Reproduce the lines below verbatim, everything from the first one down to and including the line containing "positive clicks: (1922, 511)".

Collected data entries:
————
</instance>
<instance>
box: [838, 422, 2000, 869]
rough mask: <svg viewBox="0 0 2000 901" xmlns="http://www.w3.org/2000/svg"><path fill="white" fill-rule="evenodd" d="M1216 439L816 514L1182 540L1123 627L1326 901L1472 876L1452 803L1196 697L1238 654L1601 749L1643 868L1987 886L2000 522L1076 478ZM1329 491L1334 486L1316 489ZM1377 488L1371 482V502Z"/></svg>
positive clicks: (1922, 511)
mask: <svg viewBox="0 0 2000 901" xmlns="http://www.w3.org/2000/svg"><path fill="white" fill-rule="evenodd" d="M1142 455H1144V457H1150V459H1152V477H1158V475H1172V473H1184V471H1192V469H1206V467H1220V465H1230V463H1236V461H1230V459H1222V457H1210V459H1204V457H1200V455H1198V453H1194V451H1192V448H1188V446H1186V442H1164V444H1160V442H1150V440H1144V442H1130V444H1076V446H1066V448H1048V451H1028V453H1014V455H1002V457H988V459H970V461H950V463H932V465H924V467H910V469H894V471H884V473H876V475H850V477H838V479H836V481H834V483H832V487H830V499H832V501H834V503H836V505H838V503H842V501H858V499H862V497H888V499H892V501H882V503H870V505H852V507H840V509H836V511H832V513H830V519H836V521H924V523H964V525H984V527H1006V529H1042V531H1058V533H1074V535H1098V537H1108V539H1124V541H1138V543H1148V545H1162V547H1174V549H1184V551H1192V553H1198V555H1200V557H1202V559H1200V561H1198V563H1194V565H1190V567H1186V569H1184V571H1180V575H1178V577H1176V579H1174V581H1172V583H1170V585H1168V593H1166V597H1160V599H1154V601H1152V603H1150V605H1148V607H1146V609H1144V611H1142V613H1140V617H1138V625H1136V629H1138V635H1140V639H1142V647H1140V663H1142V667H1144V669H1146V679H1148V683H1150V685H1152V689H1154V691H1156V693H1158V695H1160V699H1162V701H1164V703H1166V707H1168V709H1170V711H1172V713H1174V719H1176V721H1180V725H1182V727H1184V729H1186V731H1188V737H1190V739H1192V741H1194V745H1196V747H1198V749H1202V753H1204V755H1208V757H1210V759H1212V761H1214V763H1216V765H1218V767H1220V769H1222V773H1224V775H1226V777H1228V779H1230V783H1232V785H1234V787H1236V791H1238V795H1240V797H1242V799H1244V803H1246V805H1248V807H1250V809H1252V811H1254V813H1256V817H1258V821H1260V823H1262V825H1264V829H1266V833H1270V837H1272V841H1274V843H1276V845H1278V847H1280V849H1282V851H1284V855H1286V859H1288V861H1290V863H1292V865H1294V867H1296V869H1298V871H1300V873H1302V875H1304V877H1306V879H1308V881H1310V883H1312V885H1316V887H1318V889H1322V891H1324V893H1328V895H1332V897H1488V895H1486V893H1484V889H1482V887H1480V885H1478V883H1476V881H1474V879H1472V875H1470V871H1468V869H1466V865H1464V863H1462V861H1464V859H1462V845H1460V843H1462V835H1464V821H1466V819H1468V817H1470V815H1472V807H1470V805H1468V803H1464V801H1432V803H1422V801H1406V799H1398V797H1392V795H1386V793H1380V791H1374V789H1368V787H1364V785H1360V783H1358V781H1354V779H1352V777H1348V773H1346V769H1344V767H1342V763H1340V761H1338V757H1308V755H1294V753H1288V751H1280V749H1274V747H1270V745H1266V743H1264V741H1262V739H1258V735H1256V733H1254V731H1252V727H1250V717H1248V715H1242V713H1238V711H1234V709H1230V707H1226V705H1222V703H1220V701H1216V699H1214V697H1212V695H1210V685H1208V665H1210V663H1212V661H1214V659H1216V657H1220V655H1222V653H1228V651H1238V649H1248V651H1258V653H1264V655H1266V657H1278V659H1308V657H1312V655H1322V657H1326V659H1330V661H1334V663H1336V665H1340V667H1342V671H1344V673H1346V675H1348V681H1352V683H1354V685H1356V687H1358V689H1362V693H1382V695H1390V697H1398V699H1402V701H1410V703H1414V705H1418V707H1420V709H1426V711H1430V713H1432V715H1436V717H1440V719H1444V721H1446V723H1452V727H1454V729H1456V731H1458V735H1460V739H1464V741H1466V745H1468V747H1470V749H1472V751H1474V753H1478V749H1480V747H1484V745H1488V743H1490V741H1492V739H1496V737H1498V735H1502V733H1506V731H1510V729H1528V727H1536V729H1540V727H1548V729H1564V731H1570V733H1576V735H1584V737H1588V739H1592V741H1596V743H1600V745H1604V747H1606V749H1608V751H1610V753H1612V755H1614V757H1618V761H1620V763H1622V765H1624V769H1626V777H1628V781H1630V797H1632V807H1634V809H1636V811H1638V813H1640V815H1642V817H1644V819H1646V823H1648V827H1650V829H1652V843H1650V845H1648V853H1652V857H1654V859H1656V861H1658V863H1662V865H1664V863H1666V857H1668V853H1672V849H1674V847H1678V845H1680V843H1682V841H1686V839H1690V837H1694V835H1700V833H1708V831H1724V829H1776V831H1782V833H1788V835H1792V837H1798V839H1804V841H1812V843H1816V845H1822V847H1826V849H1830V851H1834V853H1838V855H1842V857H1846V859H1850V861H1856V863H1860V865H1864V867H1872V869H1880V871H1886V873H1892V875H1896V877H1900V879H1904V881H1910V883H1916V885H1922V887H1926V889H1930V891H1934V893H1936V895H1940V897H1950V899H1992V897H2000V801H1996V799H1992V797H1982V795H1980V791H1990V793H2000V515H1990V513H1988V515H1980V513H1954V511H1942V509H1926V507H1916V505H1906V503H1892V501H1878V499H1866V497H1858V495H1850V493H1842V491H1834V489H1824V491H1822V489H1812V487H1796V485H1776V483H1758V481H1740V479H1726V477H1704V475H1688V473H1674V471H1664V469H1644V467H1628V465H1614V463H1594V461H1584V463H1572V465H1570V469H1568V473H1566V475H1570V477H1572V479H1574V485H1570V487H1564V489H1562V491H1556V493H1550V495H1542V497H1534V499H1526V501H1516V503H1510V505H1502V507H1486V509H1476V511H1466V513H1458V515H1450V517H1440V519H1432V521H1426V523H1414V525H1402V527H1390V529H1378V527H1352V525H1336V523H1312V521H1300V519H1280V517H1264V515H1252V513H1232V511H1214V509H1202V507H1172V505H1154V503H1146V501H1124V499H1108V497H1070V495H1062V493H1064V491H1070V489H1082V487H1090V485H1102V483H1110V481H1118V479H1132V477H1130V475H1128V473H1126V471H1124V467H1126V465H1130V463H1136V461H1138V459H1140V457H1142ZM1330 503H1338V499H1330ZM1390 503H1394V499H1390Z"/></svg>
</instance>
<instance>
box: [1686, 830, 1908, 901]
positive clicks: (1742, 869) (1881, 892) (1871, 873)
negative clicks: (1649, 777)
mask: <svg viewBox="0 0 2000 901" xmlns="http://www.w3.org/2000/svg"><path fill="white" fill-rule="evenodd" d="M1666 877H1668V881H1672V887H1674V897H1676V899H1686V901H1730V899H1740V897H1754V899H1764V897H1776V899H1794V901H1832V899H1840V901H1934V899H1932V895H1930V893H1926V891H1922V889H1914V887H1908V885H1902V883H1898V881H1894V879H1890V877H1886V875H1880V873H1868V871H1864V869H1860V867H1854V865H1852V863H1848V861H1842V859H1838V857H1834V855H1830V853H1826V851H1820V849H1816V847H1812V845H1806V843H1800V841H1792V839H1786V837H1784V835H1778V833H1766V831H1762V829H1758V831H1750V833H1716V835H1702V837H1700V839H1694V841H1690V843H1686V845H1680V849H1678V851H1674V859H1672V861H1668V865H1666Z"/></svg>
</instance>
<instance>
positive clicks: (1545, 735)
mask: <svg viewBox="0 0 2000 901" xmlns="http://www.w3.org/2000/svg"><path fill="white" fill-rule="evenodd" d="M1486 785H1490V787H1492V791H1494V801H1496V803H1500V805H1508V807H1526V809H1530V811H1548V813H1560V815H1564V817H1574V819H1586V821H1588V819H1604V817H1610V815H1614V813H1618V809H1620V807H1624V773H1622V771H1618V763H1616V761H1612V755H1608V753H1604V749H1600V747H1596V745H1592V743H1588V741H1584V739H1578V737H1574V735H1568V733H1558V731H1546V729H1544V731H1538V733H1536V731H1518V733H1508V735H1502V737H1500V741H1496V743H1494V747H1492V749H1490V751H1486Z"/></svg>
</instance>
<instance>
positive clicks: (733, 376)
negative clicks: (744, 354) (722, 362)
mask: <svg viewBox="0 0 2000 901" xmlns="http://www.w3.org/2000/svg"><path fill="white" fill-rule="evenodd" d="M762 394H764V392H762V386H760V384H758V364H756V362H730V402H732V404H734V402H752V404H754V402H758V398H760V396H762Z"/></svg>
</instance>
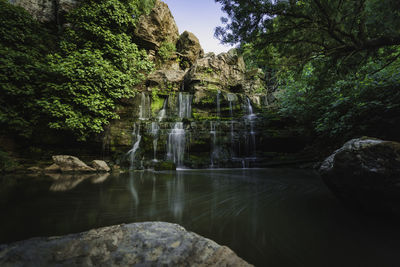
————
> [THE ANSWER]:
</instance>
<instance>
box: [838, 422, 2000, 869]
rough mask: <svg viewBox="0 0 2000 901" xmlns="http://www.w3.org/2000/svg"><path fill="white" fill-rule="evenodd" d="M1216 439L816 514L1182 540L1123 627L1326 901L1472 876L1452 803L1196 697L1238 654L1601 749L1643 868L1987 886L2000 522L1076 478ZM1329 491L1334 486L1316 489ZM1377 488L1371 482V502Z"/></svg>
positive clicks: (1922, 511)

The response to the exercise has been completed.